Task details: Go through the listing below and copy out every line that contains the word "dark".

□ □ □

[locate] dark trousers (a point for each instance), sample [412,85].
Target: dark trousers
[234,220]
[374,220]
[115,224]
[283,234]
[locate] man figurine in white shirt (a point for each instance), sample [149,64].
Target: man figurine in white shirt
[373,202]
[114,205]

□ □ □

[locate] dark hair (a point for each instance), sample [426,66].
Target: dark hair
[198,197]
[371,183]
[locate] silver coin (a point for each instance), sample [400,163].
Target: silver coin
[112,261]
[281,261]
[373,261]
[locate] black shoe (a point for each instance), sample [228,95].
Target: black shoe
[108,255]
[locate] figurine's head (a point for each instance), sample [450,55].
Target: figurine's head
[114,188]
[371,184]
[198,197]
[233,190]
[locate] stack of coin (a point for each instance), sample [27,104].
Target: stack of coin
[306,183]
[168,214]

□ □ □

Exercise response:
[locate] dark trousers (a point for each instance), sample [412,85].
Target: dark trousers
[locate] dark hair (a point for each instance), sample [426,66].
Target: dark hair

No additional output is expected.